Action item: From the text below about Maison Martin Margiela, set down the part between "H&M are the" and "to prove it.", inclusive, without changing any words.

*** Extract provided Section Begins ***

After Margiela’s departure, it appeared the brand was staying true to his mysterious ethics. In December 2009 the Maison, despite looking for a successor, announced that there would not be one. Instead, an anonymous team of designers took the helm. All staff working for Maison Martin Margiela still wear white lab coats. These clinical figures provide an antidote for the vain fashion world and emphasise the collectiveness of the fashion house. However, are all the recent efforts to cling on to Margiela’s legacy about to be undermined by the up coming collaboration with the high street giant H&M? If the ‘invisible man’ were to have a grave, would he now be turning in it?
H&M are the second largest global clothing retailer, after Inditex. There is no denying their success. Alas, I am certainly not against the high street, my wardrobes are bursting with all the big names (Topshop, not Dior!). Yet, it is hard to see why H&M have scored collaborations with outstanding designer name after name. Karl Lagerfeld started the ball rolling back in 2004, and the world-class names kept on coming. From Jimmy Choo to Cavalli, H&M have been there, done that, and got several sold-out t-shirts, dresses, coats, and anything else they could wish for to prove it.
But despite this, of Brandz’ Top Ten Luxury Brands, none have ever been near the high street. Luxury giant LVMH has never let any of their fashion houses expand to the high street. Louis Vuitton never even goes on sale; there seems to be a message here. Luxury goods are defined by their exclusivity, quality and longevity. After a brand sacrifices one of these qualities, then can it still be a luxury good? Unfortunately, when Maison Martin Margiela for H&M launches tomorrow and the hoards of eager shoppers burst through the doors, grabbing what they can, pouring through the rails, deconstructed coats sliding off the hangers, shop assistants pushing oversized dresses into plastic carrier bags, perspex-heeled boots littering the floor, we will then be left questioning the brand’s luxury status. However, for Maison Martin Margiela, it is not just its luxury status at stake, it stood for so much more. It began as an avant-garde clothing line that challenged the fashion world, both with its designs and with its message. It was authentic and exclusive. It was not about image or designer status, it was about innovative, true design.

*** Extract provided Section Ends ***
*** Given entries Section Begins ***

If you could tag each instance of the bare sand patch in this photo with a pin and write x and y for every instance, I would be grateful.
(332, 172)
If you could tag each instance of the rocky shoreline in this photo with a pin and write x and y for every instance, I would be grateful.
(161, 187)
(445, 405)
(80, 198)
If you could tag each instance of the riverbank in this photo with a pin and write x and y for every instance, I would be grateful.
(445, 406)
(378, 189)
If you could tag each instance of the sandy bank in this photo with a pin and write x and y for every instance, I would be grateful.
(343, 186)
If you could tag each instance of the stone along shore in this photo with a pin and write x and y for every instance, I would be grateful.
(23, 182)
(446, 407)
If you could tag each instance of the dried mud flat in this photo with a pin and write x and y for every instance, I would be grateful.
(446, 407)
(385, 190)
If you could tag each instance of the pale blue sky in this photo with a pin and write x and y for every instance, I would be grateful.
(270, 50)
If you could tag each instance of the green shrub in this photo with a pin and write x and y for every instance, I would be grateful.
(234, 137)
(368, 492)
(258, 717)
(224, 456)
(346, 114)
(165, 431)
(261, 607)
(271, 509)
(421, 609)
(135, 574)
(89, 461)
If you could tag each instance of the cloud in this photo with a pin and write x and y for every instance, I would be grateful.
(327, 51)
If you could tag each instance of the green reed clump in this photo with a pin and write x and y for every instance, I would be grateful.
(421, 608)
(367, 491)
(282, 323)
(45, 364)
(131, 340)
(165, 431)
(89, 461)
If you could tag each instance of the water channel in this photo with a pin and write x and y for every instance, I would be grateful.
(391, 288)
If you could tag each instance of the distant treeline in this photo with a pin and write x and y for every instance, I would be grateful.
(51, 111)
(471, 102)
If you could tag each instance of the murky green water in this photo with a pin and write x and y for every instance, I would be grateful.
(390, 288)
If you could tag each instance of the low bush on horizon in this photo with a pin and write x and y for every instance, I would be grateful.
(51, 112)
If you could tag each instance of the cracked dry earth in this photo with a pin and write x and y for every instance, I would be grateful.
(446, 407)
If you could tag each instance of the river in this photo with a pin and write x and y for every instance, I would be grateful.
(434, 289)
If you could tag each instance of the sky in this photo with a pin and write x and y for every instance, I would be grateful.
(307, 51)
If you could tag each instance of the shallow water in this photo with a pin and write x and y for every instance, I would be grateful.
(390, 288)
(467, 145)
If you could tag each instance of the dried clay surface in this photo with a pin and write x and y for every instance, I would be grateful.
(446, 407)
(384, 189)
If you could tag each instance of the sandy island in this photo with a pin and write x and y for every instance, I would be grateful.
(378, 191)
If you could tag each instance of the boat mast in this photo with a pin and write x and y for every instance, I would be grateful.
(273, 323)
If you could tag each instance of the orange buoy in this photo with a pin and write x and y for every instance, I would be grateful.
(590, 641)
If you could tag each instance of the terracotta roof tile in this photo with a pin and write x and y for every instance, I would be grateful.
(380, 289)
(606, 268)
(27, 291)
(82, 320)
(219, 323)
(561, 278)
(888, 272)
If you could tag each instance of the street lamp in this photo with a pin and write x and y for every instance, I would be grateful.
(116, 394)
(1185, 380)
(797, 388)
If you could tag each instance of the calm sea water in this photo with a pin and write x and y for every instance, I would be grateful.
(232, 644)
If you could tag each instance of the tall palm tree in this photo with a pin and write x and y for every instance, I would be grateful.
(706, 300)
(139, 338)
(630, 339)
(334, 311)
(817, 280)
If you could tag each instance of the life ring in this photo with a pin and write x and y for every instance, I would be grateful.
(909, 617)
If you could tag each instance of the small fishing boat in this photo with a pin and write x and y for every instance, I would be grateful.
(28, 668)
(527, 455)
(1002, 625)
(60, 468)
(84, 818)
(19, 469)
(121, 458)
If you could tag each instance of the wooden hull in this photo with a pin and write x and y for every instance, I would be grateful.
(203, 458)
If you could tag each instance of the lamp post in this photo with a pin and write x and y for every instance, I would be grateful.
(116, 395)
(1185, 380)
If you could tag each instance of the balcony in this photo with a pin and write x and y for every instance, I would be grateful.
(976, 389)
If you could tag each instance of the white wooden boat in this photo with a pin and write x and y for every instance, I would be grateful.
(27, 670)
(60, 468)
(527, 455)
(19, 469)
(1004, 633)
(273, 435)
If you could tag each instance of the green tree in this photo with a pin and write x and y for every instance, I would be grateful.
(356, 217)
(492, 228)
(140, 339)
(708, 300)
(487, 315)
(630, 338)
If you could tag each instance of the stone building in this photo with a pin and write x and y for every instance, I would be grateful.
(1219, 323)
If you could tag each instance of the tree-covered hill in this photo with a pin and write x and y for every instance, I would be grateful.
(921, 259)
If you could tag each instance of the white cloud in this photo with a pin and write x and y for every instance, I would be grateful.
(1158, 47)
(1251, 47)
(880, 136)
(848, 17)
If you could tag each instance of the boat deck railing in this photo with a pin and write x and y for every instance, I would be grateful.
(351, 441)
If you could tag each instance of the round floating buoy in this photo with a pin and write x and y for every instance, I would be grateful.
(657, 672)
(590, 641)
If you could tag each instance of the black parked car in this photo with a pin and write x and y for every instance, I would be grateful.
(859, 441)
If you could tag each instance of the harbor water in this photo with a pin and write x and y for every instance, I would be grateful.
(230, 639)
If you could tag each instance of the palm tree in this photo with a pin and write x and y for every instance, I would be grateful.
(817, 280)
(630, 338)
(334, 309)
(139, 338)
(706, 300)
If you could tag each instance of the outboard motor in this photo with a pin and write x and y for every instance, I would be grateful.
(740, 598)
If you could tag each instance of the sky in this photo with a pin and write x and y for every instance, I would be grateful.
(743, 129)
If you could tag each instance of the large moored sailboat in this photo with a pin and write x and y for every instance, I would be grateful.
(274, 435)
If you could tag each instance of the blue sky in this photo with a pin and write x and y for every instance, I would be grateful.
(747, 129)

*** Given entries Section Ends ***

Reply to the task:
H&M are the second largest global clothing retailer, after Inditex. There is no denying their success. Alas, I am certainly not against the high street, my wardrobes are bursting with all the big names (Topshop, not Dior!). Yet, it is hard to see why H&M have scored collaborations with outstanding designer name after name. Karl Lagerfeld started the ball rolling back in 2004, and the world-class names kept on coming. From Jimmy Choo to Cavalli, H&M have been there, done that, and got several sold-out t-shirts, dresses, coats, and anything else they could wish for to prove it.